# Texte présenté
=====
À ses yeux, l’Afrique est le berceau de la civilisation.

Il écrit, lucide, à propos de la situation des Noirs libres aux États-Unis :

« La population de couleur libre […] reste dans sa position inférieure bien qu’elle ait obtenu l’égalité des droits civils et politiques…Quand les mœurs s’opposent à une fusion entre deux races, l’égalité civile n’est qu’un mot ; je dis plus, elle n’est qu’une amère ironie ; ce qui fait les citoyens égaux entre eux, c’est…la réciprocité de considération et d’égards dans les rapports ordinaires de la vie. […] Quiconque a du sang africain dans les veines trouve aux États-Unis une barrière que rien ne lui permet pas de franchir. »

Comme Blancs et Noirs ne peuvent cohabiter, le mieux est de les séparer de part et d’autre de l’océan. Notre pasteur dresse un tableau idyllique du territoire. À la différence de la Sierra Leone dominée par les Blancs, le Liberia est une véritable colonie noire. Les seuls Blancs admis sont l’agent principal de l’ACS, les médecins et les missionnaires.
=====
# Données enregistrées

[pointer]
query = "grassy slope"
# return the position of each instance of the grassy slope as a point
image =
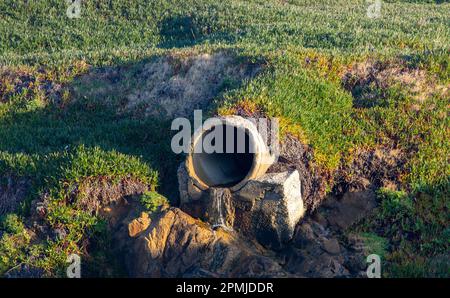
(37, 138)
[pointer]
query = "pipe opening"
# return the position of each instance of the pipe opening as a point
(225, 169)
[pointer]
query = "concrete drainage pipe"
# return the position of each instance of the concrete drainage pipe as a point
(240, 153)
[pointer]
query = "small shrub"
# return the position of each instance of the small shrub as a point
(153, 200)
(12, 224)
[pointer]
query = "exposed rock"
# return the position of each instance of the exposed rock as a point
(297, 156)
(351, 208)
(176, 245)
(331, 246)
(220, 209)
(139, 225)
(276, 207)
(266, 209)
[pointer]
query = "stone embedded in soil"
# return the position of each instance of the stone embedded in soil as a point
(139, 225)
(177, 245)
(331, 246)
(353, 207)
(266, 209)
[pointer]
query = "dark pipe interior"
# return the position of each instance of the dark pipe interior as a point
(223, 169)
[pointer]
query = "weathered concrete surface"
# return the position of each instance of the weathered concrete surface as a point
(266, 209)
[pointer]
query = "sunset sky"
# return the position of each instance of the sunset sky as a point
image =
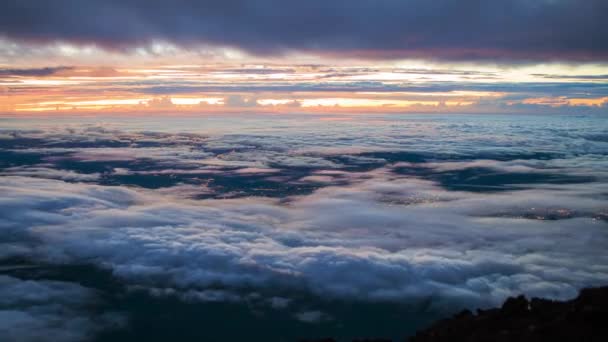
(313, 56)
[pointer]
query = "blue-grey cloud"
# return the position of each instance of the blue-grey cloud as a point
(36, 72)
(446, 29)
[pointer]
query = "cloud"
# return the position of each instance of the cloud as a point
(446, 29)
(49, 310)
(348, 242)
(240, 101)
(35, 72)
(163, 102)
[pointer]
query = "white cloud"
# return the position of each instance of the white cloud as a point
(349, 242)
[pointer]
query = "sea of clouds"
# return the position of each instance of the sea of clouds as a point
(364, 230)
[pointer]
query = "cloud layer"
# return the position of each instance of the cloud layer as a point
(456, 30)
(423, 211)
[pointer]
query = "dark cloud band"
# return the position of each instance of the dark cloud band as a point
(445, 29)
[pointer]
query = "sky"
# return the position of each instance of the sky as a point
(269, 56)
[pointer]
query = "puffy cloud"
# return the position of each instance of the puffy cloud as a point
(49, 310)
(240, 101)
(347, 242)
(446, 29)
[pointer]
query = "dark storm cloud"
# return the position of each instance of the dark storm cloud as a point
(445, 29)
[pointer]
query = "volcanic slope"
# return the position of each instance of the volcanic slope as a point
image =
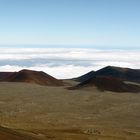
(29, 76)
(105, 83)
(125, 74)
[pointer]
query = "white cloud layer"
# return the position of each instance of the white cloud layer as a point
(66, 62)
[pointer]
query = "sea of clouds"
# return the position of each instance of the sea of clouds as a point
(66, 62)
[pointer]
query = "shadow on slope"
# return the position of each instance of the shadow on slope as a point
(29, 76)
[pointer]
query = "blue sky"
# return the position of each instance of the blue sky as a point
(114, 23)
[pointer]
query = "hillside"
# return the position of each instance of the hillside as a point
(29, 76)
(105, 83)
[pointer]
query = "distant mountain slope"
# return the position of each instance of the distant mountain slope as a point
(30, 76)
(126, 74)
(108, 84)
(85, 76)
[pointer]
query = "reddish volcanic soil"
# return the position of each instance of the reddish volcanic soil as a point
(29, 76)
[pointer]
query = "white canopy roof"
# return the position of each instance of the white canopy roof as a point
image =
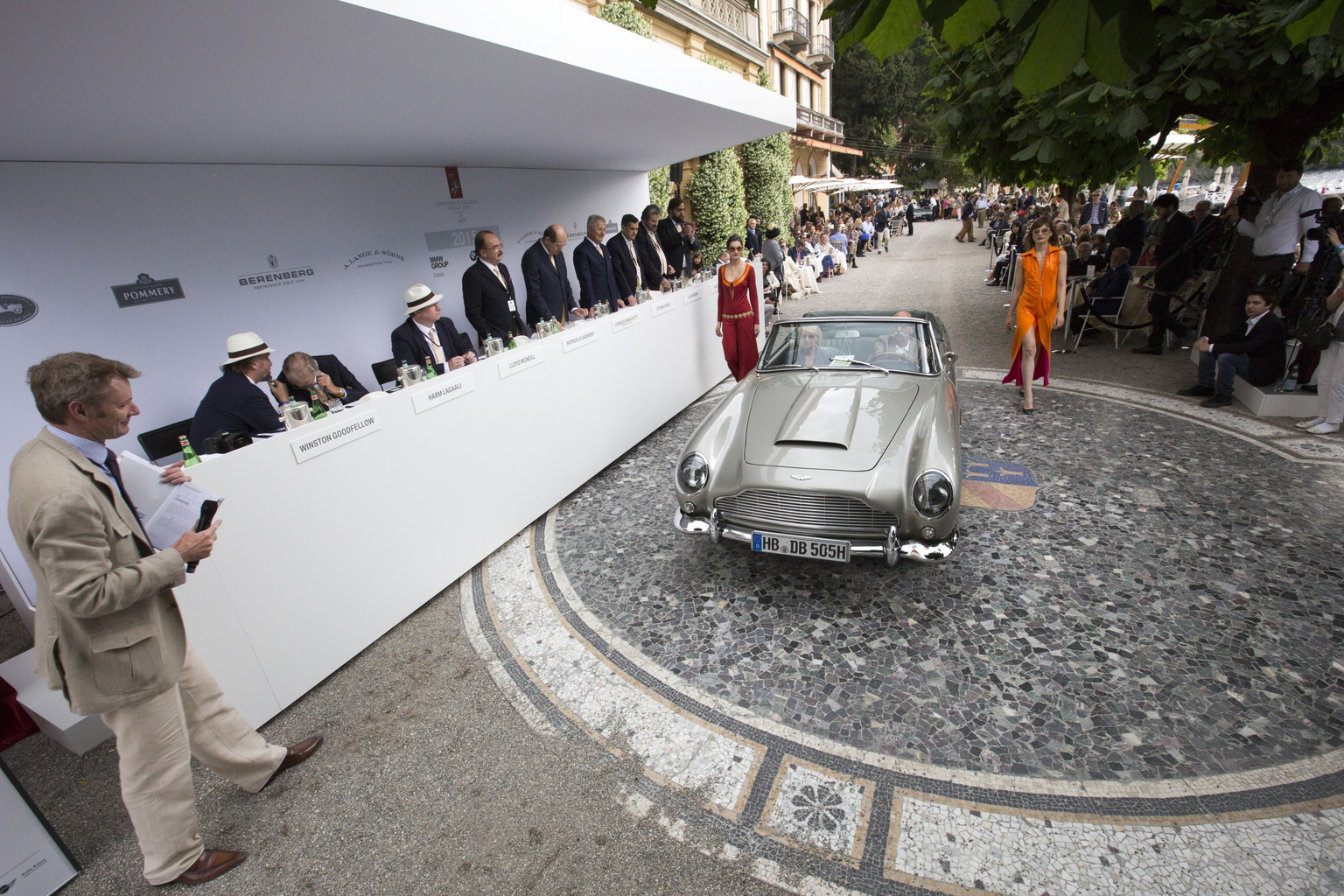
(526, 83)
=====
# Consignes de travail
1/ D'après le texte présenté, quels sont les seuls Blancs admis au Liberia ?
2/ Recopiez fidèlement le passage du texte présenté qui va de « Comme Blancs et » jusqu'à « et les missionnaires. ».
3/ Pour chaque affirmation, dites si elle concorde avec le texte présenté en répondant par oui ou par non, et citez les mots du texte qui tranchent.
(a) La Sierra Leone est dominée par les Blancs.
(b) Le Liberia est présenté comme une colonie dominée par les Blancs.
(c) Selon la citation, la population de couleur libre n'a pas obtenu l'égalité des droits civils et politiques.
Répondez en vous fondant uniquement sur le texte présenté.

# Réponses à l'exercice
1/ L'agent principal de l'ACS, les médecins et les missionnaires.

2/
Comme Blancs et Noirs ne peuvent cohabiter, le mieux est de les séparer de part et d’autre de l’océan. Notre pasteur dresse un tableau idyllique du territoire. À la différence de la Sierra Leone dominée par les Blancs, le Liberia est une véritable colonie noire. Les seuls Blancs admis sont l’agent principal de l’ACS, les médecins et les missionnaires.

3/
(a) Oui : « À la différence de la Sierra Leone dominée par les Blancs ».
(b) Non : « le Liberia est une véritable colonie noire ».
(c) Non : « bien qu’elle ait obtenu l’égalité des droits civils et politiques ».